-------- Extracted material

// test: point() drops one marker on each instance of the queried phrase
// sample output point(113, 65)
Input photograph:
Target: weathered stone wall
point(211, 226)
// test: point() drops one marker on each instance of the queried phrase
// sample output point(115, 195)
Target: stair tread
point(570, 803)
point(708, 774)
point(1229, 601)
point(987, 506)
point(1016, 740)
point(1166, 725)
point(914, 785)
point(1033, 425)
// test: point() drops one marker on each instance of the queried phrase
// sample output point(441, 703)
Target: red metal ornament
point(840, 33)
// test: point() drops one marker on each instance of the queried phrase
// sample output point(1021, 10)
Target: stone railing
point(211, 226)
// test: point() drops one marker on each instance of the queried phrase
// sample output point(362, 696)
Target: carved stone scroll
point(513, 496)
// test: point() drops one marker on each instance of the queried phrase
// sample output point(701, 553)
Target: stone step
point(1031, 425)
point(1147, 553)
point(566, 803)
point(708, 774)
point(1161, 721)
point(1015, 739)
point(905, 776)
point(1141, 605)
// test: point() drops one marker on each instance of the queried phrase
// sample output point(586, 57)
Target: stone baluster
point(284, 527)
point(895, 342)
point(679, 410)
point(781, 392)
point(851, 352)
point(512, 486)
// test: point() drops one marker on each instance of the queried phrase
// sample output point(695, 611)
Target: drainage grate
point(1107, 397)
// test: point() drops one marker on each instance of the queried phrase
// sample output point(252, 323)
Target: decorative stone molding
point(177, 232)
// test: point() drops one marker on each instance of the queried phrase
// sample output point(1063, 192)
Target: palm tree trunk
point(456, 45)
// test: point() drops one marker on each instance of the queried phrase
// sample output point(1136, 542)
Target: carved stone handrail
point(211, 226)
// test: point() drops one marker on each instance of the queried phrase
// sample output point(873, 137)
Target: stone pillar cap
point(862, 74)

----------------

Aim of the exercise
Display each line of the entries above that contains the word "carved", treating uppercase and lowercase as distinct.

Answer to the task
Target: carved stone scroll
Target: carved stone handrail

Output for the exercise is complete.